Provided records:
^^^^

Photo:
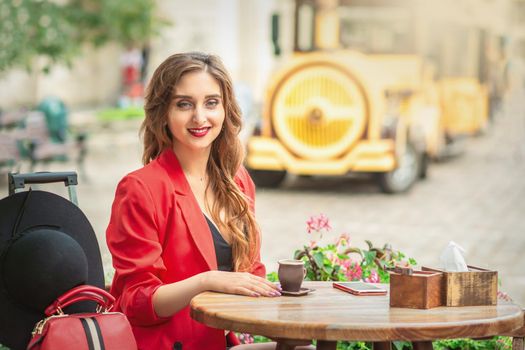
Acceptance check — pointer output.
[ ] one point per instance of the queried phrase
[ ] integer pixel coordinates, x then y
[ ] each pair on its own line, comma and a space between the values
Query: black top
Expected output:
223, 250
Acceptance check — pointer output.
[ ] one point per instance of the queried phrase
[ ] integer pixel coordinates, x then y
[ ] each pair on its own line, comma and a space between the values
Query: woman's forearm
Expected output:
171, 298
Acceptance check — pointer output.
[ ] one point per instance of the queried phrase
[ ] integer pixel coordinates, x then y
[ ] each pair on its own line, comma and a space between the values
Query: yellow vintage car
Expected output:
331, 114
356, 97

^^^^

Exercise brief: Please copy out all the items above, substituting "Target output" for every "Expected output" and keeping everything else the same. Omit the pictures.

Written response:
Photo:
Acceptance check — pointer output.
[ ] one point per instance of the queried phrase
[ ] integer pixel coordinates, x then y
[ ] each pair on its own line, comma and a space between the values
Query: black top
Target output:
223, 250
Acceptance check — pointer output.
[ ] one point per instance of the queried phrase
[ ] integer pixel coordinates, x then y
[ ] each pair on its own line, comma and a space between the values
Query: woman's forearm
Target output:
171, 298
Acceptance check — pointer output.
[ ] one point per instance of the queried phrase
[ ] integer pixel coordinates, x then y
[ ] each pair on its own line, comma and a space between the values
Query: yellow vintage car
Target output:
331, 114
356, 97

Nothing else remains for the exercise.